→ Aim of the exercise
Nothing in the records may be altered. Repeat them in full.

(Dataset entries)
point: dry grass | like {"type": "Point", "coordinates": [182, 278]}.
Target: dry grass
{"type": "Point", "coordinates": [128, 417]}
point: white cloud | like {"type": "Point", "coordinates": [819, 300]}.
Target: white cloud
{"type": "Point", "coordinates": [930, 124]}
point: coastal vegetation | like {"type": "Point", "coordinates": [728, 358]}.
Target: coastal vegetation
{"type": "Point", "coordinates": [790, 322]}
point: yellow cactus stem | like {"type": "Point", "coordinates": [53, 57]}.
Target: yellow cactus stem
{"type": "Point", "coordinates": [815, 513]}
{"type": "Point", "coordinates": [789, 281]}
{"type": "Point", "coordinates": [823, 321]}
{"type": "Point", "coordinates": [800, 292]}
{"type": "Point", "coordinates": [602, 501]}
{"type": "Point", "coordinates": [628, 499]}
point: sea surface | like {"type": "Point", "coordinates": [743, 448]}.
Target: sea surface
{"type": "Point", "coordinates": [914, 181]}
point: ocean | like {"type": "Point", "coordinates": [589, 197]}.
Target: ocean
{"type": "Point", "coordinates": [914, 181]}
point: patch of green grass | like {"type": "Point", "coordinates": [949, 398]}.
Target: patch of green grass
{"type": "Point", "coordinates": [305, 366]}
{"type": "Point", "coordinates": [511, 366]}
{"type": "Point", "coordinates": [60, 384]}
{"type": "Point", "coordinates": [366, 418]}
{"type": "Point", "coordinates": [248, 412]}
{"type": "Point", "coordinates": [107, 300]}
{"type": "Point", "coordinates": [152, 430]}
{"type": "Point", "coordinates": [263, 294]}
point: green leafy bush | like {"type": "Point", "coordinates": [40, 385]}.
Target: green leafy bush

→ Result below
point: dry grass | like {"type": "Point", "coordinates": [182, 278]}.
Target: dry grass
{"type": "Point", "coordinates": [128, 417]}
point: white cloud | like {"type": "Point", "coordinates": [819, 300]}.
Target: white cloud
{"type": "Point", "coordinates": [930, 124]}
point: coastal vegetation | like {"type": "Point", "coordinates": [728, 358]}.
Target: coastal vegetation
{"type": "Point", "coordinates": [790, 322]}
point: yellow cactus stem | like {"type": "Point", "coordinates": [53, 57]}.
Target: yellow cactus stem
{"type": "Point", "coordinates": [815, 513]}
{"type": "Point", "coordinates": [789, 281]}
{"type": "Point", "coordinates": [823, 321]}
{"type": "Point", "coordinates": [800, 292]}
{"type": "Point", "coordinates": [602, 501]}
{"type": "Point", "coordinates": [628, 499]}
point: sea surface | like {"type": "Point", "coordinates": [743, 448]}.
Target: sea surface
{"type": "Point", "coordinates": [914, 181]}
point: ocean | like {"type": "Point", "coordinates": [589, 197]}.
Target: ocean
{"type": "Point", "coordinates": [914, 181]}
point: patch of green grass | like {"type": "Point", "coordinates": [949, 398]}.
Target: patch of green grass
{"type": "Point", "coordinates": [305, 366]}
{"type": "Point", "coordinates": [511, 366]}
{"type": "Point", "coordinates": [60, 384]}
{"type": "Point", "coordinates": [366, 418]}
{"type": "Point", "coordinates": [248, 412]}
{"type": "Point", "coordinates": [107, 300]}
{"type": "Point", "coordinates": [152, 430]}
{"type": "Point", "coordinates": [263, 294]}
point: green leafy bush | like {"type": "Point", "coordinates": [40, 385]}.
Target: green leafy bush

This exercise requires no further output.